**About this task**
Write the entries below out again exactly, but skip the pictures.

=== Section Start ===

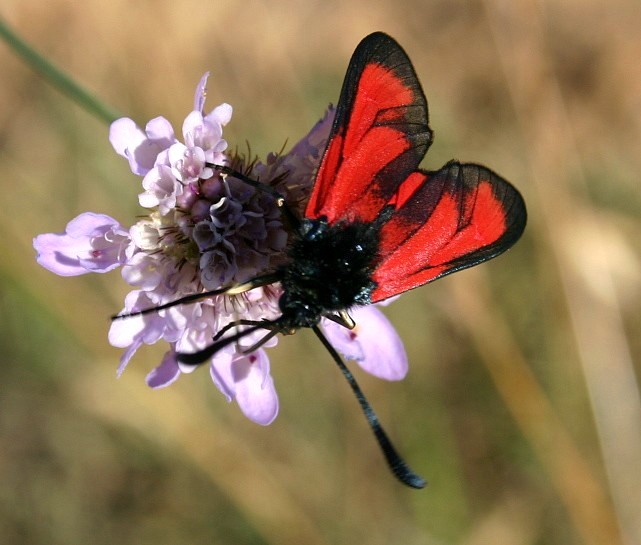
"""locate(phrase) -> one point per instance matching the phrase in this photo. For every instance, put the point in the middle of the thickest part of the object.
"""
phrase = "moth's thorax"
(329, 269)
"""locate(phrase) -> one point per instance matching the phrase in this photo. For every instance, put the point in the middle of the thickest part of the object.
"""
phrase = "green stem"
(57, 77)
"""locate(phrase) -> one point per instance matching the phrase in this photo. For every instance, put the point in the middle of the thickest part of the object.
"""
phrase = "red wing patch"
(380, 135)
(445, 221)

=== Section End ===

**Written solution**
"""locate(phrase) -> one point per instance matching the phrase in this photo. For every instance, put the point in the middle of the thickest part of the object.
"""
phrase = "moth's thorax"
(329, 269)
"""locate(phrase) -> one point per instance matching the phrase in this photo. For every instance, put the point in the middle of the thickest part of the object.
"""
phrase = "green stem"
(57, 77)
"""locate(phrase) -> one point per instance matching the phrase in this photo. For every instance, put the point in the middle of the thickest part of the object.
"""
phrase = "red wing patch"
(380, 135)
(445, 221)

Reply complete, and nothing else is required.